**Your instructions**
Your response should be the complete data, transcribed exactly.

• • • • • • •

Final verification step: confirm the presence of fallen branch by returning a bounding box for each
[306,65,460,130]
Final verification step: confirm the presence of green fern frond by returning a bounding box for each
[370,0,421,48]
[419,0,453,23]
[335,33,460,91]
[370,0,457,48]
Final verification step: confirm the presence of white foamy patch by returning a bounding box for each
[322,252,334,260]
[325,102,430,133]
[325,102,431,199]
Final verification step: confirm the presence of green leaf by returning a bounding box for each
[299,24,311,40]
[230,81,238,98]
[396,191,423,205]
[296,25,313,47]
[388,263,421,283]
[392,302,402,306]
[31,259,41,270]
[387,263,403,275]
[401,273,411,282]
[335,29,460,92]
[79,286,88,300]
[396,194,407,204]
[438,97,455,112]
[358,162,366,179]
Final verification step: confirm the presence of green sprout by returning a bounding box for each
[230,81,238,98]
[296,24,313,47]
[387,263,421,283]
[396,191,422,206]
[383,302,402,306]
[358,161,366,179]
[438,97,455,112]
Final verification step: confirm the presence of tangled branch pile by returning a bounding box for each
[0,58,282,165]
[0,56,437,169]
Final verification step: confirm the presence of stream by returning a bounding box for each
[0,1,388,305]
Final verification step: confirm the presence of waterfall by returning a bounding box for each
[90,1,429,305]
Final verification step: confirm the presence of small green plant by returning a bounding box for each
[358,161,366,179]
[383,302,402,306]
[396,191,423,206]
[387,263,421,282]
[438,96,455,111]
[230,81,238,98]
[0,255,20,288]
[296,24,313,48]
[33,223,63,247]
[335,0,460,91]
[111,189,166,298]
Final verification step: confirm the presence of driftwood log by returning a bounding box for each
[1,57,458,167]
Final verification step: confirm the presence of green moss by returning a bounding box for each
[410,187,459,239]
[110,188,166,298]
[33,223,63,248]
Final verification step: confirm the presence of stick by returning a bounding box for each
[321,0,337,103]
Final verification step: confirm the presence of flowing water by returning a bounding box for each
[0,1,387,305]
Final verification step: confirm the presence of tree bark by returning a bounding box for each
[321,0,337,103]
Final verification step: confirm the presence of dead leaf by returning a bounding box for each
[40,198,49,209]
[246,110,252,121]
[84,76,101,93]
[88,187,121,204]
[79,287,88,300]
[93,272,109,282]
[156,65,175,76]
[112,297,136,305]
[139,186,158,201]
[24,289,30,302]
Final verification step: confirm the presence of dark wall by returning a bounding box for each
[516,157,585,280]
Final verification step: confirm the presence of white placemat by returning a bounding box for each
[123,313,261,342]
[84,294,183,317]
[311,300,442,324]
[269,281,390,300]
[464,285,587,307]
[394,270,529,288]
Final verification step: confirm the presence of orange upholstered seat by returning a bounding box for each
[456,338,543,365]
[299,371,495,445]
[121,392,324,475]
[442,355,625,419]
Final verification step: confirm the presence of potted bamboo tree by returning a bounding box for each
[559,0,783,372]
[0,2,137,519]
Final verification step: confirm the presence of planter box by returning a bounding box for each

• • • • • • •

**Completed task**
Final verification step: confirm the presence of fallen branch by returning a bounding box for each
[306,65,460,130]
Final verification step: confirm the presence of green fern frond by returning a bounding box for each
[370,0,421,48]
[419,0,453,23]
[335,33,460,91]
[370,0,457,48]
Final verification step: confirm the presence of white foamy patch by returning a bounding box for each
[322,252,334,260]
[325,102,430,133]
[325,102,431,199]
Final verification step: confirm the presence of green leaf by returning a bounding box for each
[299,24,311,40]
[230,81,238,98]
[396,191,423,205]
[296,25,313,47]
[388,263,421,283]
[392,302,402,306]
[31,259,41,270]
[387,263,403,275]
[401,273,411,282]
[335,29,460,92]
[79,286,88,300]
[396,194,407,204]
[438,97,455,112]
[358,162,366,179]
Final verification step: confirm the presence of green sprout by returning a bounding box for each
[230,81,238,98]
[296,24,313,47]
[387,263,421,283]
[396,191,422,206]
[383,302,402,306]
[358,161,366,179]
[438,97,455,112]
Final verification step: confirm the presence of tangled branch pile by returning a bounding box for each
[0,58,282,165]
[0,56,437,169]
Final verification step: confirm the presence of stream by returning a bounding box for each
[0,1,388,305]
Final verification step: confirm the presence of waterfall by returning a bounding box for each
[90,1,429,305]
Final verification step: confirm the presence of small green plant by returning a bounding box for each
[358,161,366,179]
[383,302,402,306]
[396,191,423,206]
[387,263,421,282]
[438,96,455,111]
[230,81,238,98]
[0,255,20,288]
[296,24,313,48]
[33,223,63,247]
[335,0,460,91]
[111,189,166,298]
Final verification step: confirm the presence of driftwood log by returning a bounding box for each
[1,57,458,167]
Final verification step: confirm the presence of green moss by returning a bounding box for each
[410,187,459,239]
[110,188,166,298]
[33,223,63,248]
Final verification step: confirm the presence of stick by returning a bounding box for each
[321,0,337,103]
Final verification step: confirm the presence of flowing water by returning a bounding box for each
[0,1,387,305]
Final verification step: confirm the presence of tree bark by returning a bounding box for each
[321,0,337,103]
Final verification step: confirm the presence of dead leaf by returning a bounding box for each
[40,198,49,209]
[246,110,252,121]
[84,76,101,93]
[88,187,121,204]
[79,287,88,300]
[93,272,109,282]
[156,65,175,76]
[112,297,136,305]
[139,186,158,201]
[24,289,30,302]
Final verification step: confirm the presence of dark wall by returning a bounding box for each
[516,157,585,280]
Final verification step: confirm the presence of white placemat by returning a bounding box for each
[123,313,261,342]
[84,294,183,317]
[311,300,442,324]
[269,281,390,300]
[464,285,587,307]
[394,270,529,288]
Final verification step: confirm the presence of orange upholstered seat by returning a bounding box for each
[456,338,543,365]
[299,371,495,445]
[121,392,324,475]
[442,355,625,419]
Final verification step: confirm the presence of potted bamboo tree by returning a bounding box for each
[559,0,783,372]
[0,2,137,519]
Final verification step: confirm the presence of planter box by returning a bounding box for each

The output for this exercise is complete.